TEXTE FOURNI:
▼

La réaction de l'exécutif français au lieu de décourager les «gilets jaunes» a renforcé leur détermination de s'organiser dans un mouvement national horizontal et de se porter présents de manière retentissante sur la scène politique centrale, tout en renforçant les lien avec leurs terrains de départ, où il ont organisé des blocages et d'autres actions de contestation.
Nous sommes ainsi arrivés à un enchaînement de manifestations dans les grandes villes, samedi après samedi, les 17 et 24 novembre et 1er décembre, surnommés «actes» du mouvement.
Montée en puissance de la détermination mais surtout élargissement des revendications. Alors que la revendication initiale était la réduction des prix des carburants, le 29 novembre, un comité de «gilets jaunes» a publié une liste de 40 revendications qui, au-delà des mesures fiscales et économiques déjà mentionnées, contenait l'augmentation du SMIC à 1300 euros nets, la fixation d'un salaire maximum, la retraite à 60 ans, la suppression de la retenue de l'impôt à la source , et enfin un moratoire sur le paiement des intérêts de la dette publique.
Mais depuis maintenant quelques jours, le slogan dominant dans les manifestations est la démission du président Macron.

▲

DONNÉES FOURNIES:
▼

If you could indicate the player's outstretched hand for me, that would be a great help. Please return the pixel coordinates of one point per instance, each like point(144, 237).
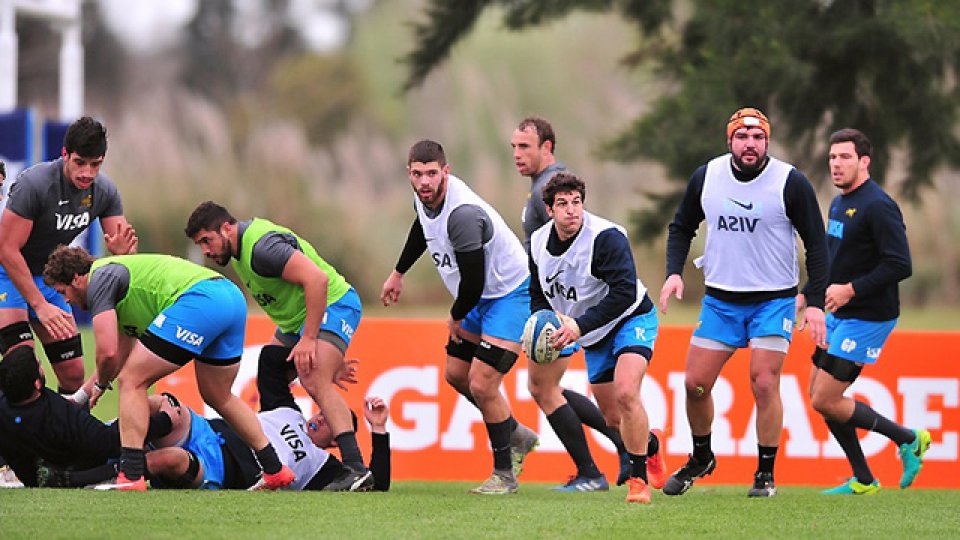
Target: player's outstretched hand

▲

CONSIGNES ÉCRITES:
A) Dans le texte sur les « gilets jaunes », à quel montant la liste publiée le 29 novembre proposait-elle de porter le SMIC ?
B) Prolongez le texte sur les « gilets jaunes » en reprenant juste après sa dernière phrase.

RÉPONSES DANS L'ORDRE:
A) À 1300 euros nets.

B)
Les «gilets jaunes» n'ont pas souhaité jusqu'à présent, mettre en place des représentations ou une quelconque structure organisationnelle. Lorsqu'ils s'expriment c'est toujours à titre personnel et déclarent à chaque occasion leur prise de distance par rapport aux institutions officielles, aux partis politiques, aux syndicats, etc.
C'est une attitude compréhensible dans la mesure où la structure centralisée et autoritaire de la 5ème République, associée aux politiques antisociales, et aux pratiques élitistes et technocratiques du néolibéralisme, créent dans l'imaginaire populaire l'indifférence voire l'aversion pour les institutions étatiques.
Le mouvement des «gilets jaunes» concerne des personnes socialement diverses en termes de revenus et de relations de travail, souvent résidentes des régions provinciales et périurbaines. Ils appartiennent à la partie de la société qui se situe à la «périphérie interne» du capitalisme français, dont la croissance actuelle s'appuie sur les branches d'activité à grande valeur ajoutée, le secteur mondialisé des services, l'exploitation de ressources hors du territoire national et l'expansion des métropoles, lieux d'hébergement et de coordination de ces activités. En dehors de ces «locomotives» du capitalisme français d'aujourd'hui, les secteurs de la société qui évoluent à leur périphérie, forment une majorité sociale dont fait partie la classe ouvrière de France. Ils sont, dans leur ensemble, repoussées à la marge du système politique, serviteur dévoué du capitalisme mondial néolibéral, avec Macron assigné à la place de pivot.
La Droite, la Gauche et le gilet
Ce n'est pas un paradoxe que les dirigeants politiques de la Droite traditionnelle et extrême, ont tenté de s'infiltrer dans le mouvement des «gilets jaunes» pour en tirer profit. Les secteurs de la société mobilisés dans le mouvement sont considérés par les Droites comme espace privilégié pour puiser leur clientèle électorale.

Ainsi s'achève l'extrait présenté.